Dataset entries
★ ★ ★ ★ ★ ★ ★
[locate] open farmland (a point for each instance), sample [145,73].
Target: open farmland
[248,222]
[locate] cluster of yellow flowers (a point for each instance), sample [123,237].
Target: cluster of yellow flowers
★ ★ ★ ★ ★ ★ ★
Task objective> Write out each entry again, character for character.

Result for this task>
[locate] open farmland (a point for each instance), sample [145,73].
Target: open farmland
[248,222]
[locate] cluster of yellow flowers (a point for each instance), sample [123,237].
Target: cluster of yellow flowers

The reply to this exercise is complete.